INSTRUCTIONS TO FOLLOW
This exercise calls for every record to be set down again, exactly and in full.

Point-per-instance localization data

BEGIN

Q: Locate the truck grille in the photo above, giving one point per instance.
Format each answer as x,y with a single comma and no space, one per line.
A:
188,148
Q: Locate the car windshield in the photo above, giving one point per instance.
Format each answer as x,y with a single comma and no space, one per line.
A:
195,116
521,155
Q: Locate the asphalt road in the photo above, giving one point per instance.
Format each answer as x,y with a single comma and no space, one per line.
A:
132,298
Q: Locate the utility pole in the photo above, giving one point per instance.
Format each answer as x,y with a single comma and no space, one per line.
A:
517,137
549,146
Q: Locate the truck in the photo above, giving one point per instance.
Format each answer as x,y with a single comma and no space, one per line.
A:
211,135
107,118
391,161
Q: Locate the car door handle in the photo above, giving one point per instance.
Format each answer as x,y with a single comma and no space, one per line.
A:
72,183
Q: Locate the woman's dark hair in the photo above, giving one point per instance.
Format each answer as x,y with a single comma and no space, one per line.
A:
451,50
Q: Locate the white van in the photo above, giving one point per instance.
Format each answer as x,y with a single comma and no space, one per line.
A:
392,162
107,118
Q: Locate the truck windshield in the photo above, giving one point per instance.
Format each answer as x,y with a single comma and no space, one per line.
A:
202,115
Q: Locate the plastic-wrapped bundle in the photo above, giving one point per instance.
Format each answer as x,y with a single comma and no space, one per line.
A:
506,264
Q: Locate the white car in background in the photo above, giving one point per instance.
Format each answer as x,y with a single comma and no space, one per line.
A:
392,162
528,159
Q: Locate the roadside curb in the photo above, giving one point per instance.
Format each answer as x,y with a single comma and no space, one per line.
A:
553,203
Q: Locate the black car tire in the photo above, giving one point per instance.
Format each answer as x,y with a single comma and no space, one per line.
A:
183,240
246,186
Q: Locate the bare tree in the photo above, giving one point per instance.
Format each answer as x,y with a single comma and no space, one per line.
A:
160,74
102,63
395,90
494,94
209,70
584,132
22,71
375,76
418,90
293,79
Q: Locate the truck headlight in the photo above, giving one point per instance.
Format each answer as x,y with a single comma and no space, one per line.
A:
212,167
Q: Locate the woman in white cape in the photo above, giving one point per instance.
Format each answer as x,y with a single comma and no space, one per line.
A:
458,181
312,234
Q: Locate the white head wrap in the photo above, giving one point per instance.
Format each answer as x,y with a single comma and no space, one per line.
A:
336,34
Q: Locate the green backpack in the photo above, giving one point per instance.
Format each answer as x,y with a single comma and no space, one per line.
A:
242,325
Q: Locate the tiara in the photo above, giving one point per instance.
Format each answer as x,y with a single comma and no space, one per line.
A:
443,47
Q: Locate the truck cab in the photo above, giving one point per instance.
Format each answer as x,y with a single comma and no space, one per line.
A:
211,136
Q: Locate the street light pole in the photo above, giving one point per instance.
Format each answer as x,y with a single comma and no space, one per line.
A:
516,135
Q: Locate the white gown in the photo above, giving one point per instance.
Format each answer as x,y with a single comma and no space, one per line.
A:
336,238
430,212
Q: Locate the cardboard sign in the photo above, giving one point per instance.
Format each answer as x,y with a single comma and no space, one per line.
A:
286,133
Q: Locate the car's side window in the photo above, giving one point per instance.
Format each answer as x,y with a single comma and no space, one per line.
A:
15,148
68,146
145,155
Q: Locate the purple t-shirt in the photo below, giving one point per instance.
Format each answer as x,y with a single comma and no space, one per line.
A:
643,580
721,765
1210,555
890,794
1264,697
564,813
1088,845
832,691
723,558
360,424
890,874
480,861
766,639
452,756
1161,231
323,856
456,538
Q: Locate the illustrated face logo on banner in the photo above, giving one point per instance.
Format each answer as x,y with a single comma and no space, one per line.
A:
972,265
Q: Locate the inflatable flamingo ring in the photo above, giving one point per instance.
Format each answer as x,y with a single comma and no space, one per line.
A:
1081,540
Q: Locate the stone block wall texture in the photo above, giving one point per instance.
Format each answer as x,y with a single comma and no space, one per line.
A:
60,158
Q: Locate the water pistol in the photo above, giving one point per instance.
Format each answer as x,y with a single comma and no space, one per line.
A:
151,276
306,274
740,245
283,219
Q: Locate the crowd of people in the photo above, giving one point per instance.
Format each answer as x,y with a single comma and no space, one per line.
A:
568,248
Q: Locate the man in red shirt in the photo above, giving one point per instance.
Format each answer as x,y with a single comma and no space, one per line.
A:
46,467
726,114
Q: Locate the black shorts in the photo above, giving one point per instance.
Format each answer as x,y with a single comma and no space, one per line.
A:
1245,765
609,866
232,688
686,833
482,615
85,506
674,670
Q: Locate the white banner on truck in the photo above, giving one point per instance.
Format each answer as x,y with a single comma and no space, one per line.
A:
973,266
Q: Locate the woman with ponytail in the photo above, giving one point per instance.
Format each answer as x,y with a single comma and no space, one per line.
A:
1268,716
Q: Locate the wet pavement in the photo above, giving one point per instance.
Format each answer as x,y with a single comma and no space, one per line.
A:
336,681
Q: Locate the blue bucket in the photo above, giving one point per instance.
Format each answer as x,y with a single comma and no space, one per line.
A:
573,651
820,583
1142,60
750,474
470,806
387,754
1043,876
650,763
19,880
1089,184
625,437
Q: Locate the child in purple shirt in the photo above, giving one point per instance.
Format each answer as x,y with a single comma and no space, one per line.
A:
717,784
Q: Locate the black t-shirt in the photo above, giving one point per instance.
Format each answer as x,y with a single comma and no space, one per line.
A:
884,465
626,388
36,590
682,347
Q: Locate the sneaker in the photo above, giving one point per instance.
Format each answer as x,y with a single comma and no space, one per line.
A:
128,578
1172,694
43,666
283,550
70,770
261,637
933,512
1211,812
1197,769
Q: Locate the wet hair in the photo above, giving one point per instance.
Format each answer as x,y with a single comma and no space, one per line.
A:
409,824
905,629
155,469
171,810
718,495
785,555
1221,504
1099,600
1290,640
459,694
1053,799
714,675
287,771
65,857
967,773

END

SOLUTION TO THIS TASK
Q: Locate the truck grille in the photo above, giving one point per instance.
Format each answer as x,y with a single comma and no space, one per line.
A:
188,148
Q: Locate the car windshield in the photo above, giving one point per instance.
Format each answer as x,y with a single comma and no space, one per line.
A:
195,116
521,155
Q: Locate the asphalt road in the photo above, giving one point per instance.
Format each answer as x,y with a single comma and no space, one per line.
A:
132,298
Q: Locate the utility pole in the photo above, giving one point per instance.
Format each answer as x,y with a single comma and no space, one per line.
A:
517,137
549,146
Q: Locate the truck in the photo above, giving one point per instance.
Format each answer as x,y with a single comma and no space, one per line.
A:
211,135
107,118
391,161
Q: Locate the car door handle in the photo above, giving one point per instance.
Format each answer as x,y with a single comma and no space, one per line.
A:
72,183
Q: Locate the woman's dark hair in the photo above, giving one point per instance.
Format each answer as x,y with a single comma and no space, one per line.
A:
451,50
Q: Locate the white van in the photo above, giving one point per instance.
Format each answer as x,y with a single comma and no space, one per line.
A:
392,162
107,118
Q: Locate the truck windshield in the photo above, giving one point per instance.
Format each answer as x,y with a single comma and no space, one per line.
A:
202,115
Q: Locate the plastic-wrapped bundle in the photo above, giving one point per instance.
Format each answer as x,y with a single comma and no space, one per line.
A:
506,264
Q: Locate the white car in background in the photo above, giving one point per instance.
Format each answer as x,y with a single comma and no space, one per line.
A:
392,162
528,159
Q: Locate the roadside curb in the photo above, giving one point per instance.
Format each answer as x,y with a single comma and no space, one per line.
A:
553,203
Q: Locate the black car tire in the photo above, giving one point per instance.
Format each answer as x,y with a single comma and no space, one per line.
A:
183,240
246,186
Q: Locate the bare tree in the photo above, giving one point per instance.
Format each answer as x,y with a single comma and no space, one per line.
A:
160,74
102,63
395,90
494,94
209,70
584,132
22,71
375,76
418,90
293,79
Q: Locate the truck headlight in the photo above, giving one point per instance.
Format each answer as x,y with a single comma and no space, one per line.
A:
212,167
Q: Locate the woman in white cape in the photo above, giving one point per instance.
Format each answer as x,y with a single comma and no space, one per line.
A:
458,181
312,234
Q: Locate the white head wrap in the photo above, giving one point per instance.
Format each answer as x,y with a single comma and no space, one per line.
A:
336,34
Q: Locate the green backpack in the photo above, giving one point per instance.
Format each answer as x,y with a single comma and no space, one per line.
A:
242,325
Q: Locate the tiara in the photo above, giving one point per instance.
Format each answer as x,y with a single comma and no space, one per line.
A:
443,47
Q: Locate the truck cab in the photo above, giving one point per instance.
Format each answer as x,y with a single comma and no space, one per line.
A:
211,136
Q: Locate the street light pole in the photo above, giving one point per instance.
Format each answer as x,y with a single comma and no space, one per line.
A:
516,135
Q: Locate the white gown in the photo above, giving one point per instance.
Format each answer as x,y with a single comma and no space, one per line.
A:
336,238
430,212
Q: Locate the cardboard sign in the photo above, giving one point per instance.
Format each answer as x,y with a single comma and no space, one per line.
A:
286,133
Q: Locate the car's side window in the photo above, giving one point per instance.
Format each answer as x,y with a single comma and no space, one per line.
A:
15,148
68,146
145,155
Q: Locate the purple t-shirt in the photo below, giving one point per instance.
Format each answer as x,y with a single comma and no space, one per line.
A:
643,580
721,765
1210,555
890,794
1264,697
564,813
1088,845
832,691
723,558
360,424
890,874
480,861
766,639
452,756
1161,231
323,856
456,538
Q: Locate the illustrated face logo on banner in the photo above, giving one point per instance.
Format each answer as x,y with a single comma and no space, one per line.
A:
972,265
Q: Locate the inflatable flamingo ring in the photo above, giving one point per instance.
Format each answer as x,y with a single comma and no space, one per line.
A:
1081,540
Q: Locate the stone block wall texture in the photo above, giving one point per instance.
Format each answer as x,y with a single comma and no space, one per line.
A:
60,158
Q: Locate the water pistol in the photo above, giving one point per instance.
Format each answer as x,y with a single comma and no space, one per line.
A:
151,276
306,274
740,245
283,219
Q: Locate the crowd of people in the photo above, giving one point per instance.
Format each answer as x,y with a single comma and no space, one per line.
A:
568,248
Q: Locate the man in red shirt in the photo above, giving one point per instance.
Format each answer as x,y with a single comma and no space, one per line.
A:
46,467
726,114
Q: Locate the black shorts in the photo above, giving one point per instance.
Format each answer as x,y with a single comma and no space, one per line.
A:
1245,765
609,866
232,688
686,833
482,615
85,506
674,670
Q: Locate the white banner on truck in the photo above, giving one point per instance.
Format each answer as x,y with a single comma and no space, one per line.
A:
973,266
Q: Locate the woman with ponytail in the photo above, giving one point per instance.
Format each answer as x,y with a single comma and no space, one per line.
A:
1268,716
Q: Locate the wet pavement in the photo above, giving one point per instance.
Format each answer as x,y with a single comma and no space, one per line.
A:
336,681
Q: Locate the blue bucket in the photo above, giving one point per instance.
Format each answer as x,y with a single comma and no space, one per line.
A:
573,651
820,583
1142,60
750,474
470,806
387,754
1043,876
650,763
19,880
1089,184
625,437
Q: Locate the child in purple shirt in the photo above, giving one point per instance.
Format each answer as x,y with a single comma and no space, one per line.
A:
717,784
Q: Locate the black t-shirt in the photo above, giving one point per instance.
Format each answer as x,y with a single comma and no space, one per line.
A:
884,465
626,388
36,590
682,347
Q: Locate the sneaker in the photo above, giving one point per instance.
Format each answer as x,y with a single comma and no space, one per line.
A:
128,578
1172,694
43,666
283,550
70,770
261,637
933,512
1211,812
1197,769
Q: Locate the wet hair in the photo above, giving one point per instance.
Format each answer as x,y with a single comma and no space, one per line.
A:
409,824
905,629
155,469
171,810
718,495
785,555
1221,504
1099,600
1290,640
459,694
1053,799
714,675
287,771
65,857
967,773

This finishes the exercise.